What to produce:
Your task is to quote the records from their first line through the line containing "Target: polished wood tabletop", with nothing added or left out.

Record set: Begin

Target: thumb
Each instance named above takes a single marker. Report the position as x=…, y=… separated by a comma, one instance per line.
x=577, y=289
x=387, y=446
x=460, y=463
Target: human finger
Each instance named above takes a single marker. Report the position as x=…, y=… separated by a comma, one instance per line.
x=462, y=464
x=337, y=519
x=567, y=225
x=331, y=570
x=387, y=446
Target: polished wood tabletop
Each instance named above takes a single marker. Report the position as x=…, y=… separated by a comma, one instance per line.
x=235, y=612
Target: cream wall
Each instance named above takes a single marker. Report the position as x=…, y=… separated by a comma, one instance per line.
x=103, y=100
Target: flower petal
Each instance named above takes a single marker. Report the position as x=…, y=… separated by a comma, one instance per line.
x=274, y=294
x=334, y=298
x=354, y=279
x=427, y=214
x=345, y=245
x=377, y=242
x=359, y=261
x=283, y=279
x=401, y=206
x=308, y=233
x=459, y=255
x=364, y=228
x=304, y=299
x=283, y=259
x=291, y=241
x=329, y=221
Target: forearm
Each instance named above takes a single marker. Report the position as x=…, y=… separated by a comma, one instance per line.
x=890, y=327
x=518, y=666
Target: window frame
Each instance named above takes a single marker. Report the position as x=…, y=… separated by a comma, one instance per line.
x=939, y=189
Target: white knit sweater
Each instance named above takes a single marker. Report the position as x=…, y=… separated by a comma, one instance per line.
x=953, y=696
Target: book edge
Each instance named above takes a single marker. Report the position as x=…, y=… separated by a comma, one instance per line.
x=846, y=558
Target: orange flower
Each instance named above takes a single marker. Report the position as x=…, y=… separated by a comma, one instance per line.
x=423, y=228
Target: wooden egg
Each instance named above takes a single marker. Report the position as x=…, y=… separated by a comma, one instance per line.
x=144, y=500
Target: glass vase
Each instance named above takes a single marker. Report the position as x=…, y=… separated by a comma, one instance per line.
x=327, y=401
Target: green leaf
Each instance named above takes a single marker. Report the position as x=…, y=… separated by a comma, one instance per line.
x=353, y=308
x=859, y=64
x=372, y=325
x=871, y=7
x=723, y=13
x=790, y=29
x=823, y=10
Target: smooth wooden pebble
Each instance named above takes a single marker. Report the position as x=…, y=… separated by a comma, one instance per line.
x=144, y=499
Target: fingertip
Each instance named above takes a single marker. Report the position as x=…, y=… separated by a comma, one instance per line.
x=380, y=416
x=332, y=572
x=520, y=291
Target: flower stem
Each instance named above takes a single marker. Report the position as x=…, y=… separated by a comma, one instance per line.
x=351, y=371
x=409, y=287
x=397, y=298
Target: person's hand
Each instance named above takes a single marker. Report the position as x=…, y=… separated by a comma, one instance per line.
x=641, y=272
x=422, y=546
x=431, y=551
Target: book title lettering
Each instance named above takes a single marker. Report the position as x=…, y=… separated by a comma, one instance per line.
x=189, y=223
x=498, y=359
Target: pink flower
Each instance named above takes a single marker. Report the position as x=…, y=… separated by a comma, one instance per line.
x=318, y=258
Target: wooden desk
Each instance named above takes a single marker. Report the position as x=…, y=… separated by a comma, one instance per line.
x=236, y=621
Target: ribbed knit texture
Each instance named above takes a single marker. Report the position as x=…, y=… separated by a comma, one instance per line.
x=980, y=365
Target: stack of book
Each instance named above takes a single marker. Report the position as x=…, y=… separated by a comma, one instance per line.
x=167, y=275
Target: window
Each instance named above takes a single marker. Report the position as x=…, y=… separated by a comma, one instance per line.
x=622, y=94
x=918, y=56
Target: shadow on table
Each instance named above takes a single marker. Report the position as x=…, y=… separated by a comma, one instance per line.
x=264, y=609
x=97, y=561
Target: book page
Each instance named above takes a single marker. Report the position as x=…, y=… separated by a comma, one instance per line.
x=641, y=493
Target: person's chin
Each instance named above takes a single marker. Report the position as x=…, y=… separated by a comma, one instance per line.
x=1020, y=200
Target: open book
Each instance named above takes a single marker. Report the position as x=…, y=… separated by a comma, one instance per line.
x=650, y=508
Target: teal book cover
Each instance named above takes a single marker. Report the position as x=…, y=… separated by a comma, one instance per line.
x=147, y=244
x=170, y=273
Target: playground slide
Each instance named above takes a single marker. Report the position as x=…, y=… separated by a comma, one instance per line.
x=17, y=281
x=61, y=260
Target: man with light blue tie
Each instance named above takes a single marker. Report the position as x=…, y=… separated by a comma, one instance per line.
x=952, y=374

Record set: End

Answer to the problem:
Target: thumb
Each instance named above takes a single marker. Report the position as x=…, y=… separated by a comma, one instance per line.
x=577, y=289
x=387, y=446
x=460, y=463
Target: human finger
Each instance named above takes a single marker. Report the position as x=…, y=… separated by a comma, one instance per line.
x=462, y=464
x=337, y=519
x=567, y=225
x=331, y=570
x=387, y=446
Target: polished wood tabletop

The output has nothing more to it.